### やること
1) 抜粋文の中でかぎかっこ「」にくくられている言葉を、同じものは一度だけにして全部書き出してください。
2) すべてのエントリーについて、「black stanchion post」を「black barrier post」に差し替え、それ以外は一切変えずに書き直してください。画像は答えに含めないでください。

### 抜粋文
______________________________

逆に顧客起点ではないことは基本的に嫌いですね。2019年にSPEEDAの解約対応をしていたとき、SPEEDAは契約終了日の3ヶ月前までに更新停止の連絡をしないと、自動更新される仕組みでした。事情があって利用を停止したいという連絡をいただいたとき、月に数件はこの期日を過ぎている顧客がいたんです。仕方ない部分もあると感じつつ、でもどうにかできないかな? と思っていました。
そこで、全契約先を対象に契約更新の4ヶ月前に確認連絡を入れたい、さらに更新停止の申出期限自体を、契約終了日の1ヶ月までに変更したいと提案したんです。
「全契約先に更新停止期限の連絡をしたら解約が増えるのではないか?」「1ヶ月前まで更新の可否がわからないと、事業計画が立てにくくなるのではないか?」といった不安の声も多くあったんですが、それは顧客志向ではないんじゃないかと言い続け、段階的に実験もしてみて、無事に変更できました。いまでは更新確定前に複数回の確認の連絡をすることや、活用の懸念がある場合には早い段階からサポートをすることが当たり前になっています。
保険業界にいたときに、地場の経営者に育ててもらったという気持ちが強くあって。「担当してくれてよかった」と言ってもらったり、辞めるときに送別会を開いてくれたり、いまだに連絡をくれて飲みに行く人もいます。
誠実に向き合ったことで信頼してもらって、それが続いている。そういう「信頼貯金」の原点に、「ユーザーの理想から始める」があるような気がしているんです。
こうした中長期的な信頼関係は社内外問わずに大切にしていて。社内には私よりも仕事のできる人や、エンタープライズに関する知見が深い人はたくさんいます。ただエンタープライズ企業に向き合って、複数の事業で連携するという複雑なことや、答えのない取組みをしようとしたときに、各事業の責任者が「光岡が言うならやるか」と動いてくれるのは「信頼貯金」が積み上がっているからなのかなと思っていますし、そういう意味では私が価値を発揮しやすいポジションにいるのかなと感じます。
私は自分のことを「自己認識としてあまり特別なことがない普通の人」と公言しているんですが、意識していることはふたつあります。

______________________________

### 手元のデータ
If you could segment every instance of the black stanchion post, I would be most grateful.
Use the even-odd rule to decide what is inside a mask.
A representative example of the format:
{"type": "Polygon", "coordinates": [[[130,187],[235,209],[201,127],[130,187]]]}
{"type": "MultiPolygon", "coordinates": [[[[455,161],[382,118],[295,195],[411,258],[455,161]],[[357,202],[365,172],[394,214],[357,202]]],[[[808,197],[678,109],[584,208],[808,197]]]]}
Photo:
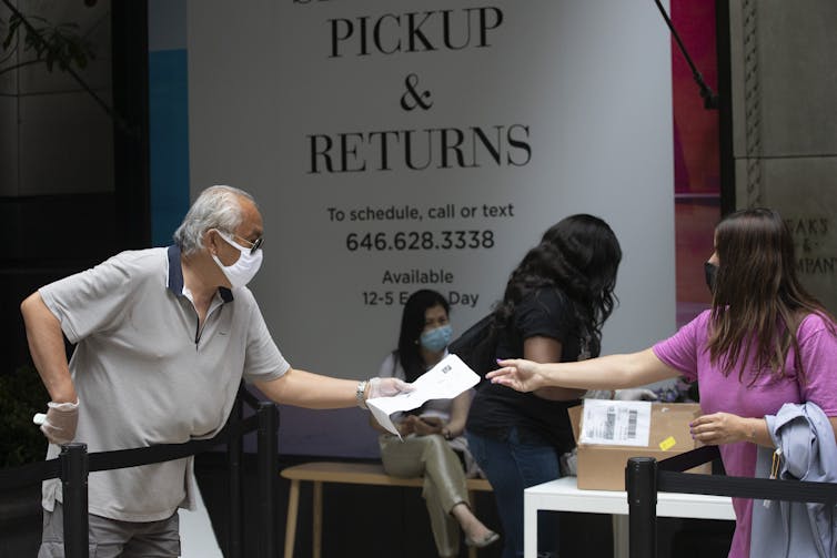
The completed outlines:
{"type": "Polygon", "coordinates": [[[88,446],[61,446],[65,558],[88,558],[88,446]]]}
{"type": "Polygon", "coordinates": [[[275,477],[279,474],[276,436],[279,410],[273,403],[259,404],[259,504],[262,519],[262,558],[276,556],[275,477]]]}
{"type": "Polygon", "coordinates": [[[629,558],[657,556],[657,460],[632,457],[625,467],[629,558]]]}
{"type": "MultiPolygon", "coordinates": [[[[243,389],[243,387],[242,387],[243,389]]],[[[241,529],[241,514],[243,498],[241,495],[242,469],[241,460],[244,454],[244,435],[241,422],[244,417],[241,396],[235,398],[230,413],[230,438],[226,442],[226,469],[230,475],[228,489],[230,493],[230,518],[226,532],[226,555],[229,558],[241,558],[244,555],[244,537],[241,529]]]]}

______________________________

### 各タスクの回答
1)
- 全契約先に更新停止期限の連絡をしたら解約が増えるのではないか?
- 1ヶ月前まで更新の可否がわからないと、事業計画が立てにくくなるのではないか?
- 担当してくれてよかった
- 信頼貯金
- ユーザーの理想から始める
- 光岡が言うならやるか
- 自己認識としてあまり特別なことがない普通の人

2)
If you could segment every instance of the black barrier post, I would be most grateful.
Use the even-odd rule to decide what is inside a mask.
A representative example of the format:
{"type": "Polygon", "coordinates": [[[130,187],[235,209],[201,127],[130,187]]]}
{"type": "MultiPolygon", "coordinates": [[[[455,161],[382,118],[295,195],[411,258],[455,161]],[[357,202],[365,172],[394,214],[357,202]]],[[[808,197],[678,109],[584,208],[808,197]]]]}
Photo:
The completed outlines:
{"type": "Polygon", "coordinates": [[[88,446],[61,446],[65,558],[88,558],[88,446]]]}
{"type": "Polygon", "coordinates": [[[275,477],[279,474],[276,436],[279,410],[273,403],[259,404],[259,504],[262,519],[262,558],[276,556],[275,477]]]}
{"type": "Polygon", "coordinates": [[[629,558],[657,556],[657,460],[632,457],[625,467],[629,558]]]}
{"type": "MultiPolygon", "coordinates": [[[[243,389],[243,387],[242,387],[243,389]]],[[[241,529],[241,514],[243,498],[241,495],[242,469],[241,460],[244,454],[244,435],[241,422],[244,417],[241,396],[235,398],[230,413],[230,438],[226,442],[226,469],[230,475],[228,489],[230,493],[230,518],[226,532],[226,555],[229,558],[241,558],[244,555],[244,537],[241,529]]]]}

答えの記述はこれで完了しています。